- [Task directions]
Beginning with the line where "mug handle in the picture above?" appears, repeat every remaining line of the entries exactly, the last line included.

- [Extracted material]
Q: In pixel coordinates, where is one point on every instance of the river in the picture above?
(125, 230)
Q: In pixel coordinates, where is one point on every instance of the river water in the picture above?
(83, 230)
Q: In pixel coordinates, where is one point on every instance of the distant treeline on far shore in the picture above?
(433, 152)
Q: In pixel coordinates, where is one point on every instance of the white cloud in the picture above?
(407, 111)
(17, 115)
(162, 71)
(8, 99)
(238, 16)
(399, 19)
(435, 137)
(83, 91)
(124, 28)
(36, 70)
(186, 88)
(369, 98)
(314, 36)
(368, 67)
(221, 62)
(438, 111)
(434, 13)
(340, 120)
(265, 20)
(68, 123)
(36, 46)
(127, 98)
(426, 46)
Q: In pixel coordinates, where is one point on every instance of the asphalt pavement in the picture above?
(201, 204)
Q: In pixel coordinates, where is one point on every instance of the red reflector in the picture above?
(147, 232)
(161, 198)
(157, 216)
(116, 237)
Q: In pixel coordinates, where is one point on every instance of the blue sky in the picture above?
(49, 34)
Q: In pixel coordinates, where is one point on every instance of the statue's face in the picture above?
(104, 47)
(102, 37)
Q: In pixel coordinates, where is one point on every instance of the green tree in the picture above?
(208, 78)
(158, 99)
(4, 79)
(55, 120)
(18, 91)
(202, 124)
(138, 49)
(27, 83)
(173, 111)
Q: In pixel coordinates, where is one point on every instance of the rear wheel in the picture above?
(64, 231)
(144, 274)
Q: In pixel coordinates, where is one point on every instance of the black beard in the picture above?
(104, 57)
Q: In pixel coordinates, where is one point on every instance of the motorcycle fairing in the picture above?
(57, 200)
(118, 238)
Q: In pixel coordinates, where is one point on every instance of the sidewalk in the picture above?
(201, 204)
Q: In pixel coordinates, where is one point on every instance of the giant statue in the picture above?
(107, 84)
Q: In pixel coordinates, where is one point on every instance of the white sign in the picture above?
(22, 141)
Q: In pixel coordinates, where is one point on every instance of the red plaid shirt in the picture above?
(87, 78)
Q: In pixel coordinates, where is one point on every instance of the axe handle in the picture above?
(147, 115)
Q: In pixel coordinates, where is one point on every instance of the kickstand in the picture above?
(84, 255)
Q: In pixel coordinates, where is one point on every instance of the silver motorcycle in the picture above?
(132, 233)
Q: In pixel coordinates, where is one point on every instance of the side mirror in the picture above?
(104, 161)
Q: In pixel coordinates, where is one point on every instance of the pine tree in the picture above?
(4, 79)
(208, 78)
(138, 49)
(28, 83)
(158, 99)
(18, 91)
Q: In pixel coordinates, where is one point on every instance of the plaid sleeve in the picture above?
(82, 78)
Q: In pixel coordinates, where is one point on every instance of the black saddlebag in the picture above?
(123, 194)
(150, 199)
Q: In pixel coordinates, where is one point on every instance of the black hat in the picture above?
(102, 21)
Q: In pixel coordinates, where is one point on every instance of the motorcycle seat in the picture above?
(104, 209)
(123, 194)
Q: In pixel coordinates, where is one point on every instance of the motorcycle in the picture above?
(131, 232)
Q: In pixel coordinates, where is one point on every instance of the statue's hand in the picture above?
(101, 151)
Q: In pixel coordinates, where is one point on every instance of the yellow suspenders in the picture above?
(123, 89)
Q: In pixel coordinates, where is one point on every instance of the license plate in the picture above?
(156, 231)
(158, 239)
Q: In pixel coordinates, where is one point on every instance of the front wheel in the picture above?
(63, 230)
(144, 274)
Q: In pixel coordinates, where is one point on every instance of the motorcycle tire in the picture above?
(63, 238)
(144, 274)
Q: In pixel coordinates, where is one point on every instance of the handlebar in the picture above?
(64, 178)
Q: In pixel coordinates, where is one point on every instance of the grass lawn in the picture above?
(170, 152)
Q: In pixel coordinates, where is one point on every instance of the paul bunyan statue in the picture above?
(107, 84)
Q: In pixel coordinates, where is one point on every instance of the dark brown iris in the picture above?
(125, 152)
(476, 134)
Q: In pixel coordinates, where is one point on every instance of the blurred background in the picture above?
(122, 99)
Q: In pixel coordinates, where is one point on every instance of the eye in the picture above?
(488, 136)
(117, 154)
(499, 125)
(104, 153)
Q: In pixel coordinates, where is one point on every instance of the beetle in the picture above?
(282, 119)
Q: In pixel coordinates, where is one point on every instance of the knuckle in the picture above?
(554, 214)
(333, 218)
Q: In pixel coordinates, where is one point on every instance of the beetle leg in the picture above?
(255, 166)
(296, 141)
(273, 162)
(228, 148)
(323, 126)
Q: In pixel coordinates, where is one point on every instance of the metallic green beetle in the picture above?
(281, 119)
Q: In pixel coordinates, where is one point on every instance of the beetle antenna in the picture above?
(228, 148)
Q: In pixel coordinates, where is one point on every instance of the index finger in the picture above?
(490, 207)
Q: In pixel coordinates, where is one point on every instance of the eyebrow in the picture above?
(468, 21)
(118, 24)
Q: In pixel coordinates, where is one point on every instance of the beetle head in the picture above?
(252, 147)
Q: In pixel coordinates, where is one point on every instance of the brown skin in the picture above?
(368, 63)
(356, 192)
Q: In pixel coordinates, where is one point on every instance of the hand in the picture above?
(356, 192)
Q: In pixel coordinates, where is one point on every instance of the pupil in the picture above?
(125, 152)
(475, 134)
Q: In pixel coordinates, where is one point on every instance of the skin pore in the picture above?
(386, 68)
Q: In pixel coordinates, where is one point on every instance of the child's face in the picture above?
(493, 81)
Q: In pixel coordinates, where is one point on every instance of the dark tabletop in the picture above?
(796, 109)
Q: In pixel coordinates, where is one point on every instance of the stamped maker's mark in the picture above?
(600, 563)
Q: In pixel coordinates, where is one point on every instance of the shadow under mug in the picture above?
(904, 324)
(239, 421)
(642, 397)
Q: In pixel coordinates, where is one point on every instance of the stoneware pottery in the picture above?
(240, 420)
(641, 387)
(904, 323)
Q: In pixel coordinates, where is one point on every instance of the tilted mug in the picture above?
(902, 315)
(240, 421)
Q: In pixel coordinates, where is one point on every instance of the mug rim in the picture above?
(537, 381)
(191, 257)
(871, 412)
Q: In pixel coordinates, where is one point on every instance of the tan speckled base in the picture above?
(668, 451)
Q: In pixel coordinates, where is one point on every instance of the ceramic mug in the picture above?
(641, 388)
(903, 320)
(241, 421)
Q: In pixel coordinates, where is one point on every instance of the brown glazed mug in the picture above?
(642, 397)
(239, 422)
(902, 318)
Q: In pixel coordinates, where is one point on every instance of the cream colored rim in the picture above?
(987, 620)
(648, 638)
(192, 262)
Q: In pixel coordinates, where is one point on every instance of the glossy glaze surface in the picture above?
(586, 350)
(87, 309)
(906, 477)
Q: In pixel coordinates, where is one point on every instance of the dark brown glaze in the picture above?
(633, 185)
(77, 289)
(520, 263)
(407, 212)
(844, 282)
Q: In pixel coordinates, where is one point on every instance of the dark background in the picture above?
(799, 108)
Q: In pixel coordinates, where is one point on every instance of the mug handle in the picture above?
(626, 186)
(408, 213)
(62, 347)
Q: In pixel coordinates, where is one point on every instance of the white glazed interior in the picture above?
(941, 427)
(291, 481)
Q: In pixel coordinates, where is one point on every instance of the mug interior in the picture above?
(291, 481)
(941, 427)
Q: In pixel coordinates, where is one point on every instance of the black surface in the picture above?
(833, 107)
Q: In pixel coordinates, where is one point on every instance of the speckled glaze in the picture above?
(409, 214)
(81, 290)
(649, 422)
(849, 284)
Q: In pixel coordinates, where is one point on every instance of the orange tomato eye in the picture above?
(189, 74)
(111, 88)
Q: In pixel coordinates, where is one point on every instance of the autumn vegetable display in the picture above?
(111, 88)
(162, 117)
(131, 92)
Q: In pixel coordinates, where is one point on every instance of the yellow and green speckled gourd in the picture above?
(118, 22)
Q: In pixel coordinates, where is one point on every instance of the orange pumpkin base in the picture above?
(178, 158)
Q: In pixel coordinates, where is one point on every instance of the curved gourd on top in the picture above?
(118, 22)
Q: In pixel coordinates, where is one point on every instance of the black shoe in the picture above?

- [Result]
Q: In pixel coordinates, where is one point on every instance of the mug handle in the picture above?
(626, 186)
(408, 213)
(62, 347)
Q: In pixel coordinates, where is one point on every instance of the white glazed interior in the picture above?
(941, 427)
(291, 481)
Q: In pixel coordinates, where is one point on every instance of the mug interior in the picture above?
(291, 481)
(941, 427)
Q: In pixel coordinates, where is one point on every instance of the black surface in the picture above?
(833, 107)
Q: In pixel coordinates, where is one point on every instance of the speckled glaze in the picture above?
(409, 214)
(81, 290)
(649, 422)
(849, 284)
Q: In pixel coordinates, where is one point on every instance of the orange tomato eye in the picture above?
(189, 74)
(111, 88)
Q: In pixel coordinates, where is one point on every instance of the autumn vegetable display in the picture above?
(111, 88)
(162, 117)
(131, 92)
Q: In pixel coordinates, where is one point on every instance of the yellow and green speckled gourd in the picture above?
(118, 22)
Q: In pixel coordinates, where is one point on every instance of the orange pumpkin base in the picture above?
(178, 158)
Q: In pixel coordinates, where is one point on every instance of the curved gourd on top in the picture above?
(118, 22)
Q: In pixel coordinates, where is one point on every instance of the black shoe in the picture above?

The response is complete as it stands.